Output as a numbered list, skipping blank lines, everything in the data from the line containing "For the basal" down to the line containing "[[364, 29]]", both included.

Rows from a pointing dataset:

┄┄┄┄┄┄┄┄┄┄

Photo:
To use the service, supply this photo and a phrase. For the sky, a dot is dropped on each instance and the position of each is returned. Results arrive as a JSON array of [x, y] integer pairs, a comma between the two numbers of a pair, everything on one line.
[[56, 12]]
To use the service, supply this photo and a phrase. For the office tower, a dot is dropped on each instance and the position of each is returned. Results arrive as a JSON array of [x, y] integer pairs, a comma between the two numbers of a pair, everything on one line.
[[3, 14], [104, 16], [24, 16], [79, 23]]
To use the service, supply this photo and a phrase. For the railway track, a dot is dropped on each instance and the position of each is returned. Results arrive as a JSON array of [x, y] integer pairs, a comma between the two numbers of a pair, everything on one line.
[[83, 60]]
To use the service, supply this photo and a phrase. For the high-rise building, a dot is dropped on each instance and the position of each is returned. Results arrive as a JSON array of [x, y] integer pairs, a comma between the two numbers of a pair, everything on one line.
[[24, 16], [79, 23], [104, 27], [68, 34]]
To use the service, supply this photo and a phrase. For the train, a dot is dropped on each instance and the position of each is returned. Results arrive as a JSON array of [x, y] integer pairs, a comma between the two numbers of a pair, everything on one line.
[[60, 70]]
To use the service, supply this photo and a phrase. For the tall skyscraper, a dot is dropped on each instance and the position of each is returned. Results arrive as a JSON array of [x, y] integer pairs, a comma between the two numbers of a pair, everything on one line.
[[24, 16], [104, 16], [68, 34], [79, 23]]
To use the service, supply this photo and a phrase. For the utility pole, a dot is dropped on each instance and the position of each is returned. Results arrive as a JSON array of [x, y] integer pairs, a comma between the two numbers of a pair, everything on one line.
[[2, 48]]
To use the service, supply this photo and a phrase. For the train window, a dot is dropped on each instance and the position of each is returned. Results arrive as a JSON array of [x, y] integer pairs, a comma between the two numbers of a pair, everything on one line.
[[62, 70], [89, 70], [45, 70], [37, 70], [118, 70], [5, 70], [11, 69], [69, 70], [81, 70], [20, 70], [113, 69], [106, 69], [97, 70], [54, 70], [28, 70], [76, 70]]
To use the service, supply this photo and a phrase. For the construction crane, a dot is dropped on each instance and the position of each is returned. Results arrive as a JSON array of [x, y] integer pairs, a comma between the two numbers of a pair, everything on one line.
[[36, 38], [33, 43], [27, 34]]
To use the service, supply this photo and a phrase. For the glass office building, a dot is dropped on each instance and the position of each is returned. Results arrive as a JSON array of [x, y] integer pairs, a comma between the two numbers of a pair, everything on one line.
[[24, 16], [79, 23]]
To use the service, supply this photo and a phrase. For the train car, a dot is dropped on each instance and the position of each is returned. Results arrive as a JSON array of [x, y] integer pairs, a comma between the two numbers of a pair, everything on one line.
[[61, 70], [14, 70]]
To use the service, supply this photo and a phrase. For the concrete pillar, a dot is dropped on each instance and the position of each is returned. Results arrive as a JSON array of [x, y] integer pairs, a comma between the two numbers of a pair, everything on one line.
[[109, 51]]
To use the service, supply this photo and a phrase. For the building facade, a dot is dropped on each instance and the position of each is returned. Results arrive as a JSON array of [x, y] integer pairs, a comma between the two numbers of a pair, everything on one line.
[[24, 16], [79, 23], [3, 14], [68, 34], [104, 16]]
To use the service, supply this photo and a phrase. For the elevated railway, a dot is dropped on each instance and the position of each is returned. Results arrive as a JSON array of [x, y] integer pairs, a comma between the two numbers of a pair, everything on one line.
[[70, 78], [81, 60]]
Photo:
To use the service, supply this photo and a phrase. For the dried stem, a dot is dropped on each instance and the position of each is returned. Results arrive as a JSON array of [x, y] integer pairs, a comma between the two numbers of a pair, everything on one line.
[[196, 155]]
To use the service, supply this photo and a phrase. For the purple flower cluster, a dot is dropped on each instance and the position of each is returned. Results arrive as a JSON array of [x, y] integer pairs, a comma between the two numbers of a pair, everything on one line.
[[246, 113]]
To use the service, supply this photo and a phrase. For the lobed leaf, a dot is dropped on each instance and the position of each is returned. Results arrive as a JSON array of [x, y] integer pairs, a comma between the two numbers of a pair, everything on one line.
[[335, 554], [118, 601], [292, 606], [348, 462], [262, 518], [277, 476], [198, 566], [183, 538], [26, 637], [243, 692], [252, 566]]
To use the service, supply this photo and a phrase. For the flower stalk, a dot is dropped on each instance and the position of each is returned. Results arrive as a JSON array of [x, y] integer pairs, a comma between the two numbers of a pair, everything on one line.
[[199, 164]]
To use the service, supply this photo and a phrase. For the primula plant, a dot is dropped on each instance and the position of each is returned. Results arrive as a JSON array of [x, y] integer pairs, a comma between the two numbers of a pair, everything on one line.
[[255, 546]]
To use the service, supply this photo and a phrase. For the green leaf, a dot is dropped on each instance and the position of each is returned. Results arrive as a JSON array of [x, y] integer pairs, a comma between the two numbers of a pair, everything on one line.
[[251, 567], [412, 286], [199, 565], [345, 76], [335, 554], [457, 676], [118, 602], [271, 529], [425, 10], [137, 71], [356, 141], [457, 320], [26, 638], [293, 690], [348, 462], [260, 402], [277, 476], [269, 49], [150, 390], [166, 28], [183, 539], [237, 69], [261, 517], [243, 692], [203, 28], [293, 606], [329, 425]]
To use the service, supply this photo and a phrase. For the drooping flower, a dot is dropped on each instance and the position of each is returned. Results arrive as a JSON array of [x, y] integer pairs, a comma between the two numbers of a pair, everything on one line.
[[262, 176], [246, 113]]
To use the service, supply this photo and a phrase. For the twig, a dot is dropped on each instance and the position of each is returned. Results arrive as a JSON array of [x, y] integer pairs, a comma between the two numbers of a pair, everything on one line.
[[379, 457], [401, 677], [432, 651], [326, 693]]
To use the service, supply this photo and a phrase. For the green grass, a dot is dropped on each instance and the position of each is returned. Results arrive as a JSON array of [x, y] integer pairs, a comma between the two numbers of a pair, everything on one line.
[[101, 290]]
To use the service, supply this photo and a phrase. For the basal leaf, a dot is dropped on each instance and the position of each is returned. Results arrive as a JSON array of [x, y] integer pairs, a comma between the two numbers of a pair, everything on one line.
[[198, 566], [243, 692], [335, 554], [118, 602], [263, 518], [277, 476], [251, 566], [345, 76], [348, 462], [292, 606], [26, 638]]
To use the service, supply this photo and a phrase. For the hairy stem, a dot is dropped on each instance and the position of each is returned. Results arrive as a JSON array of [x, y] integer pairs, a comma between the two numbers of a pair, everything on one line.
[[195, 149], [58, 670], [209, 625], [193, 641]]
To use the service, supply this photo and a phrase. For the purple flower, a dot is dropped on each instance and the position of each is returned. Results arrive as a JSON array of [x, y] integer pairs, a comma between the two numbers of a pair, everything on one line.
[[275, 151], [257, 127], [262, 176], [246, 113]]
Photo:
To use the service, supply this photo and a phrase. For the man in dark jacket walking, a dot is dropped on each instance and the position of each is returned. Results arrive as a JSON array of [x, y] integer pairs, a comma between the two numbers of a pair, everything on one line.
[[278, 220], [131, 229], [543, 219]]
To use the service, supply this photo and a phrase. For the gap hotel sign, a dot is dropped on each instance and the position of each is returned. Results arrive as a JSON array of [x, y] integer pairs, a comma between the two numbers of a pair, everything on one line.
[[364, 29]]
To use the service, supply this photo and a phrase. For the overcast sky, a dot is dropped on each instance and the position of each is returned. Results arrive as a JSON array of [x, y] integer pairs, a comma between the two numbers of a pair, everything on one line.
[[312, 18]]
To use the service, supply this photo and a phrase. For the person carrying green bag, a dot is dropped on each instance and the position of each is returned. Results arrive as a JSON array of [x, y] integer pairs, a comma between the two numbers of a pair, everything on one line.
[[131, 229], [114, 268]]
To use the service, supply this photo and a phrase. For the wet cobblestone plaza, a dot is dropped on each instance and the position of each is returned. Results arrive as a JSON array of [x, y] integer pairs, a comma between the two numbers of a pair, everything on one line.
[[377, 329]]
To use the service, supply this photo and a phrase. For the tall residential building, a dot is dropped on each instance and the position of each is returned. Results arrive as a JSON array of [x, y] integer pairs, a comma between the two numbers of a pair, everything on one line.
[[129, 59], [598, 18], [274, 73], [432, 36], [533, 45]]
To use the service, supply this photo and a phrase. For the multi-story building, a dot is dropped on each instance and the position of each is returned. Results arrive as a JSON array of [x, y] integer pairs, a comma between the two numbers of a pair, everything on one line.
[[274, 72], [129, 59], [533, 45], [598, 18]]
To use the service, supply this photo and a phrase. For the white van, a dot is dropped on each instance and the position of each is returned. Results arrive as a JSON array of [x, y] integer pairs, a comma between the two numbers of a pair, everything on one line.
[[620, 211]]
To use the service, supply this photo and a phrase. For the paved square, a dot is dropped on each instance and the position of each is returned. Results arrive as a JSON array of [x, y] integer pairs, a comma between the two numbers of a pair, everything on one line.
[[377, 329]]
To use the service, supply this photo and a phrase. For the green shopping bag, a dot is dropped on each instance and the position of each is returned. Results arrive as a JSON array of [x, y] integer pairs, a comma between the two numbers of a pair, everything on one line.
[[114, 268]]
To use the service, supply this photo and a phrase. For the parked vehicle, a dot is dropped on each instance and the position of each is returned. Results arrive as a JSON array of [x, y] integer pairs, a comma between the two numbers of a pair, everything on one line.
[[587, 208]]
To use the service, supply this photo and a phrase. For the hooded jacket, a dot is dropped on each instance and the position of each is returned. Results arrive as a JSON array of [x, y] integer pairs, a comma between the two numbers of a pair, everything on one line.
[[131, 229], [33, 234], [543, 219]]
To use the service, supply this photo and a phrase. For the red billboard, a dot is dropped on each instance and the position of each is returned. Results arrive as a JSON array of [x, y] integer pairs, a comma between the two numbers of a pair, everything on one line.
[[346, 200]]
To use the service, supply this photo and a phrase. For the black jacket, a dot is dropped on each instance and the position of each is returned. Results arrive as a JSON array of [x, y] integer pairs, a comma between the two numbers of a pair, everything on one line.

┄┄┄┄┄┄┄┄┄┄

(Full answer):
1. To use the service, supply this photo and a phrase. For the basal leaf, a dot is dropped on each instance and the position of each is returned. Results arrive as a JSON array of [x, y] integer pairs, a comma between the two numbers of a pair, everything on one line.
2. [[198, 566], [243, 692], [335, 554], [118, 602], [263, 518], [277, 476], [251, 566], [345, 76], [348, 462], [292, 606], [26, 638]]
3. To use the service, supply this photo and a phrase. For the hairy stem, a dot is dropped on each instance and the position of each is returned. Results arrive as a JSON array of [x, y] integer pairs, a comma between the two numbers of a pair, everything on one line.
4. [[195, 149], [58, 670], [209, 625], [193, 641]]
5. To use the service, supply this photo and a phrase. For the purple flower, a dot is dropped on each instance and the position of each is returned. Results arrive as a JSON array of [x, y] integer pairs, a comma between the two numbers of a pair, everything on one line.
6. [[275, 151], [257, 127], [262, 176], [246, 113]]
7. Photo:
8. To use the service, supply this photo and a phrase. For the man in dark jacket walking, a dot is dropped on each instance and the position of each is returned. Results arrive as a JSON array of [x, y] integer pairs, a comma between the two numbers of a pair, everything on one line.
9. [[278, 220], [131, 229], [543, 219]]
10. To use the service, supply this photo and a phrase. For the gap hotel sign, a dot is dropped on each instance and the position of each is returned. Results arrive as a JSON array of [x, y] integer pairs, a comma between the two numbers of a pair, everything on one line.
11. [[364, 29]]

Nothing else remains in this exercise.